What the exercise asks |
Can you reproduce the listing below word for word, keeping every line in its original order?

Information provided |

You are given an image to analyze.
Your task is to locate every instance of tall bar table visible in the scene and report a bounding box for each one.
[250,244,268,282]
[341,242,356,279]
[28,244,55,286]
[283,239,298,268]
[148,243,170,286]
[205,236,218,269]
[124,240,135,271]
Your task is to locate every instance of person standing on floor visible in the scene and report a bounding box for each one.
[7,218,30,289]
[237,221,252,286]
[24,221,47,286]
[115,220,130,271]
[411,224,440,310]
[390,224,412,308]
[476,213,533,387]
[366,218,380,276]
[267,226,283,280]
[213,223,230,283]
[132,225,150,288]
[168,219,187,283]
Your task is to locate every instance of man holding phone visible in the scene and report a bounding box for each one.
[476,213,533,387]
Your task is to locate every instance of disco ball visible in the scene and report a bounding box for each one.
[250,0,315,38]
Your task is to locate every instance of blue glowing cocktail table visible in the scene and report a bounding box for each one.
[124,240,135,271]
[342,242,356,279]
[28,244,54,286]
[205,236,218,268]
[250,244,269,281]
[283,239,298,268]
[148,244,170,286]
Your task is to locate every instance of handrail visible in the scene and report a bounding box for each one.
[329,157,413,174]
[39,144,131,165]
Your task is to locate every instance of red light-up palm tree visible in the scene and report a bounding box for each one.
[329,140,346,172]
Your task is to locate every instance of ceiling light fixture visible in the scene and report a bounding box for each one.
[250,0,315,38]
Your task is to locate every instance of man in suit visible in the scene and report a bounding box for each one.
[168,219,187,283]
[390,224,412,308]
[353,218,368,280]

Worked solution |
You are given an image to analyze.
Your task is to locate every instance of tall bar table visible in the scene and report a bounding box for each one.
[250,244,268,282]
[341,242,356,279]
[28,244,55,286]
[283,239,298,268]
[148,243,170,286]
[205,236,218,269]
[124,240,135,271]
Your task is to locate every instance of person standing on floor visible in the scene and report a bounding box for each one.
[7,218,30,289]
[237,221,252,286]
[24,221,47,286]
[115,220,130,271]
[411,224,440,310]
[390,224,412,308]
[476,213,533,387]
[366,218,380,276]
[267,226,283,280]
[213,223,230,283]
[132,225,150,288]
[168,219,187,283]
Your task is to locate every instance of man holding phone visible in the scene and report a bounding box for each one.
[476,213,533,387]
Your task is to locate every instance of disco ball visible in the scene and report a bounding box for each one.
[250,0,315,38]
Your task is to locate every instance of blue glowing cocktail table visible in the scene and report a bounding box for each one.
[124,240,135,271]
[342,242,356,279]
[28,244,54,286]
[205,236,218,268]
[250,244,269,281]
[283,239,298,268]
[148,244,170,286]
Your task is to locate every instance of handrail visible in the scene and report a bounding box for each one.
[329,157,413,174]
[39,144,131,165]
Your task is to locate every instance of red light-up palm tree visible in the scene and report a bounding box for each one.
[329,140,346,172]
Your task is to locate every instance of ceiling light fixture visible in the scene and report a bounding box for each one.
[250,0,315,38]
Your task is to locate every instance of man in suit visible in the scene and report a bounding box for each one.
[168,219,187,283]
[390,224,412,308]
[353,218,368,280]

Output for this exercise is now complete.